══ Excerpt ══

Now, that doesn’t mean the reason Mr. Forest has
rejected the simulation model of reality is because he is coming from a more biblical worldview —
I have no idea what he believes about God and his creation — but keeping
your eyes on nature rather than a flatscreen and your hands in the earth rather
than banging away on a keyboard are practices that tend to ground you just a
little bit. You learn to say, “Hey, wait, that sort of thing has never been
observed in nature” and “Well, sure, that’s a fun idea, but what are the real-life
odds of THAT happening?” More importantly, you learn to say, “That’s just plain
goofy” to dumb speculations, even when they fall from the lips of well-respected
corporate giants.
I find it a healthy reminder that the average man on
the street sleeping in his van is not by reason of his averageness or his
unusual life choices to be thought stupid. Wisdom and intelligence are two very
different things.
Theorizing and Living
The world of science is full of fascinating-but-entirely-unsubstantiated
theories, especially today, and I find they tend to make the biggest
impression on young men with very little actual life experience; young women
are generally more pragmatic. But when your daily routine is chock full of
video games and the majority of your time spent in high-tech basements, all
kinds of things sound extremely cool, and the notion that reality
is an alien computer simulation can be seriously entertained
notwithstanding its majestic idiocy. In fact, scientists like astrophysicist
Neil deGrasse Tyson, who gives the possibility “better than 50-50 odds”, and philosophers
like University of Oxford professor Nick Bostrom,
who authored a 2003 paper on the subject, are willing to go on record with some
measure of support for Elon Musk’s Matrix-inspired
fantasies. Maybe they never grew up either.

═══

## Required work
From the excerpt on the simulation theory, write out everything from "Now, that doesn’t" down to "corporate giants.". The data after this point stands apart from the excerpt on the simulation theory.

══ Extracted records ══

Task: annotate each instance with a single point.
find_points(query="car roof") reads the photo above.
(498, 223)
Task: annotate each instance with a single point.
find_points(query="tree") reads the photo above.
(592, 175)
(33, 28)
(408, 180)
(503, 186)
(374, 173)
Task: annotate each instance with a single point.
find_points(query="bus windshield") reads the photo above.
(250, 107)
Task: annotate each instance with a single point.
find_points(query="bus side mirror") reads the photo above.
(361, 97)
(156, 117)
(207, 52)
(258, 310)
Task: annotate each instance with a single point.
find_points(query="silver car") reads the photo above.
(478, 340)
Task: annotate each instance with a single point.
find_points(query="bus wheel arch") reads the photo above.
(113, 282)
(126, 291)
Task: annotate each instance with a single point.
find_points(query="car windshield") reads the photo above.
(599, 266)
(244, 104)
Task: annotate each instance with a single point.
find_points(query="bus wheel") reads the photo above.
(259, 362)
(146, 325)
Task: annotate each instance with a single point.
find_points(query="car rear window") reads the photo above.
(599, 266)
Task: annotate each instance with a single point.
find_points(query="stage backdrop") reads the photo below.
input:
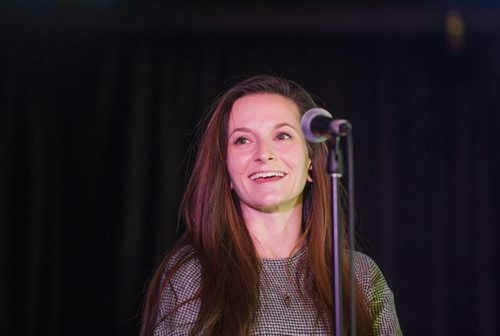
(97, 127)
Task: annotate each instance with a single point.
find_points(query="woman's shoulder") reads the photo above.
(368, 274)
(378, 294)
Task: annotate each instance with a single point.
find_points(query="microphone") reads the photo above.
(318, 124)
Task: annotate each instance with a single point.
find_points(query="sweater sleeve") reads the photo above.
(379, 295)
(179, 305)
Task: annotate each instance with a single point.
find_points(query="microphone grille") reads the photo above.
(306, 121)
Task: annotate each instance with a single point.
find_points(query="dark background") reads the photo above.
(99, 102)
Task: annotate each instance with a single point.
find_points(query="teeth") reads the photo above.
(266, 174)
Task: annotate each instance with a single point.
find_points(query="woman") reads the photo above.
(256, 255)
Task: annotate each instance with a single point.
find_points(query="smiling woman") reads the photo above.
(256, 256)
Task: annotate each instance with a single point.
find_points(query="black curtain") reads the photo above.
(96, 131)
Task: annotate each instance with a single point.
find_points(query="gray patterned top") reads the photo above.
(276, 316)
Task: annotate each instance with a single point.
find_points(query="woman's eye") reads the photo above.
(241, 141)
(283, 136)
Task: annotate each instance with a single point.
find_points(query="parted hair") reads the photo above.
(218, 238)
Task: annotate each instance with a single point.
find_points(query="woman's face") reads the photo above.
(267, 156)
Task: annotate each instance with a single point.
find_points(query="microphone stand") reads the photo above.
(335, 169)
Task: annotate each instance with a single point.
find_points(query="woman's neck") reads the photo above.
(275, 235)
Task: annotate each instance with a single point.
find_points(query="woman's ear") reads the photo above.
(309, 174)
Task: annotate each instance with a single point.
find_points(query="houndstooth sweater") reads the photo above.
(276, 316)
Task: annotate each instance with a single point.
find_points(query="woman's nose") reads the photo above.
(264, 151)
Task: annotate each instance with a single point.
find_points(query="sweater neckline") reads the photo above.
(295, 258)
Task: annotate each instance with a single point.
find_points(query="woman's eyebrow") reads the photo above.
(241, 129)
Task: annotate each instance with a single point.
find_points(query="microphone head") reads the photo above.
(306, 122)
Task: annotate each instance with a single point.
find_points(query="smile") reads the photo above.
(266, 175)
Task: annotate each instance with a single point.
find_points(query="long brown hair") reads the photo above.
(217, 236)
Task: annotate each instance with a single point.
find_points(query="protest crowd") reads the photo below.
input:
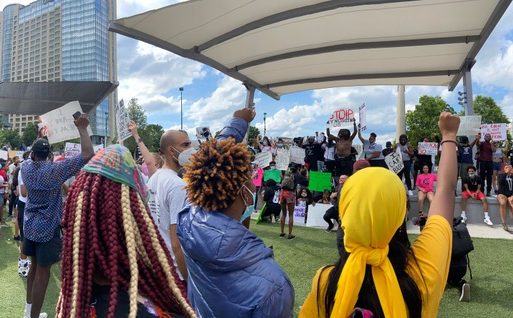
(167, 234)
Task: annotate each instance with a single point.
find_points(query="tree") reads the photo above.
(29, 134)
(253, 133)
(423, 121)
(489, 110)
(10, 137)
(136, 113)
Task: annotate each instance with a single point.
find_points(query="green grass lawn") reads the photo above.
(491, 288)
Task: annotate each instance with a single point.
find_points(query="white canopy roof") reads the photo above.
(36, 98)
(286, 46)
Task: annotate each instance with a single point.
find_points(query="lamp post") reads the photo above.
(265, 129)
(106, 128)
(181, 107)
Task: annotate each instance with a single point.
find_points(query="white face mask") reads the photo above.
(185, 156)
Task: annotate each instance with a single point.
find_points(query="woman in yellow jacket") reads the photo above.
(380, 273)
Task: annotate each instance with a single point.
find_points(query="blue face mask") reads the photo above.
(250, 208)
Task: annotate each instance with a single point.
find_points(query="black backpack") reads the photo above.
(461, 246)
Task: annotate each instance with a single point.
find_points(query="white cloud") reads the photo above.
(217, 108)
(154, 75)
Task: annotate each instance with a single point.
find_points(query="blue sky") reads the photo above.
(154, 76)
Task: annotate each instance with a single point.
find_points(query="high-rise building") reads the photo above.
(60, 40)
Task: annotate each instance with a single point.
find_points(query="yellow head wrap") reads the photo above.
(372, 207)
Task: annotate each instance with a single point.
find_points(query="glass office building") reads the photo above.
(60, 40)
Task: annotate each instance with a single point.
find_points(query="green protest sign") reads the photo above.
(319, 181)
(272, 174)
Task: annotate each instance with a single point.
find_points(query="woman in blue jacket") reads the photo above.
(231, 272)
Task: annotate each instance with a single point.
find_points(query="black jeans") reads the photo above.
(12, 202)
(486, 172)
(329, 215)
(407, 174)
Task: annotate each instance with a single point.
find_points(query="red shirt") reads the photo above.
(485, 151)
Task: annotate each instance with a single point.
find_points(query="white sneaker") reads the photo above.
(41, 315)
(465, 292)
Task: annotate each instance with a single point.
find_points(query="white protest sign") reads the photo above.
(428, 148)
(122, 121)
(497, 131)
(362, 113)
(71, 150)
(262, 159)
(282, 159)
(394, 162)
(469, 125)
(297, 155)
(60, 124)
(341, 117)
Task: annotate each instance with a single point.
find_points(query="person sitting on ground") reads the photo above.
(332, 212)
(326, 197)
(231, 271)
(114, 261)
(425, 186)
(379, 272)
(505, 196)
(472, 184)
(272, 200)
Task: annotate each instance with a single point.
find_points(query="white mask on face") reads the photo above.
(185, 156)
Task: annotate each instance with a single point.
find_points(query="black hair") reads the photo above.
(471, 167)
(398, 254)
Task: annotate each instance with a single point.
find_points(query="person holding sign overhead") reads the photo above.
(485, 159)
(372, 150)
(43, 180)
(344, 158)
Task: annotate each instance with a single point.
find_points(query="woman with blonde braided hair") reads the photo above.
(231, 272)
(114, 261)
(379, 274)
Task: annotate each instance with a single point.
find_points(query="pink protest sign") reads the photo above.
(497, 131)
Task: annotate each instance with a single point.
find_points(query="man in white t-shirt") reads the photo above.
(23, 261)
(167, 190)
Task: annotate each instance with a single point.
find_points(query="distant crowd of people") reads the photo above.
(169, 236)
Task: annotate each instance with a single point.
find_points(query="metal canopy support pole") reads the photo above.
(467, 86)
(250, 97)
(400, 120)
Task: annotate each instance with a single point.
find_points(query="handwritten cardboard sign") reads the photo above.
(60, 124)
(428, 148)
(263, 159)
(362, 113)
(282, 159)
(341, 117)
(469, 125)
(297, 155)
(497, 131)
(122, 121)
(394, 162)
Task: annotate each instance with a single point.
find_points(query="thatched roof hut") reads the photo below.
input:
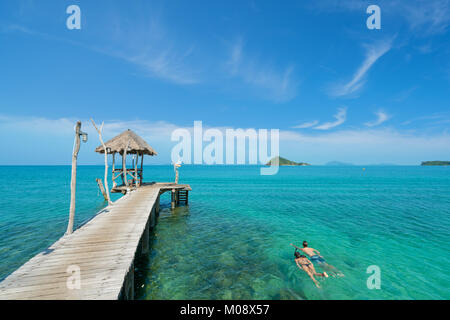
(124, 144)
(137, 145)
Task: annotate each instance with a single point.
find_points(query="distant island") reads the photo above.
(286, 162)
(435, 163)
(338, 164)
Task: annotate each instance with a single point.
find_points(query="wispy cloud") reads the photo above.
(278, 85)
(40, 140)
(146, 45)
(306, 125)
(340, 117)
(424, 17)
(373, 53)
(381, 117)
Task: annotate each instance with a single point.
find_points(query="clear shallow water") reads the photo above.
(232, 242)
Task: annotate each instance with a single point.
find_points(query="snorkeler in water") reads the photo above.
(304, 264)
(315, 256)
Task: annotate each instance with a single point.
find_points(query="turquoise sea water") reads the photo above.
(232, 241)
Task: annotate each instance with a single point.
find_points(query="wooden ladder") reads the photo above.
(182, 196)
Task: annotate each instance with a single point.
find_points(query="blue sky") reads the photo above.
(334, 88)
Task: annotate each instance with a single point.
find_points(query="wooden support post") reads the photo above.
(128, 286)
(146, 237)
(105, 150)
(153, 217)
(142, 169)
(124, 164)
(73, 180)
(136, 181)
(102, 189)
(173, 199)
(157, 204)
(114, 167)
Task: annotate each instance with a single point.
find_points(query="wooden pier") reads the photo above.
(97, 260)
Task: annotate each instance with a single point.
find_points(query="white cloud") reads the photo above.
(373, 53)
(424, 17)
(340, 117)
(39, 140)
(381, 117)
(306, 125)
(277, 85)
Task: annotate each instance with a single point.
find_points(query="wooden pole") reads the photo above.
(135, 170)
(114, 167)
(124, 164)
(102, 189)
(142, 168)
(73, 180)
(106, 160)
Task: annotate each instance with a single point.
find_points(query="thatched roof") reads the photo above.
(119, 143)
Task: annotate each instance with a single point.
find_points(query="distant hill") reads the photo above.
(338, 164)
(286, 162)
(435, 163)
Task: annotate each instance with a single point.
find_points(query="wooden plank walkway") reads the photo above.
(103, 249)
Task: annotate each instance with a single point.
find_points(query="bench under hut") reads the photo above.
(126, 143)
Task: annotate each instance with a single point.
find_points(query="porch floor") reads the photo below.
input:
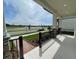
(64, 47)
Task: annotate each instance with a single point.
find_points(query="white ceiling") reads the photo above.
(62, 8)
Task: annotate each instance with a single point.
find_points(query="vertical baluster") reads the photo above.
(40, 36)
(21, 47)
(12, 49)
(16, 48)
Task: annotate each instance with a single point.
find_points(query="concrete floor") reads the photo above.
(64, 47)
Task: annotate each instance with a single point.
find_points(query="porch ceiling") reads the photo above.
(62, 8)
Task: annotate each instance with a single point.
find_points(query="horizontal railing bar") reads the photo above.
(16, 37)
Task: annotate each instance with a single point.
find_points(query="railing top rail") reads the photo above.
(16, 37)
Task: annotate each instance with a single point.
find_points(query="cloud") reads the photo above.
(27, 12)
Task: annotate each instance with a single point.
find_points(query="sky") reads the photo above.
(25, 12)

═══

## Answer box
Now, that doesn’t mean the reason Mr. Forest has
rejected the simulation model of reality is because he is coming from a more biblical worldview —
I have no idea what he believes about God and his creation — but keeping
your eyes on nature rather than a flatscreen and your hands in the earth rather
than banging away on a keyboard are practices that tend to ground you just a
little bit. You learn to say, “Hey, wait, that sort of thing has never been
observed in nature” and “Well, sure, that’s a fun idea, but what are the real-life
odds of THAT happening?” More importantly, you learn to say, “That’s just plain
goofy” to dumb speculations, even when they fall from the lips of well-respected
corporate giants.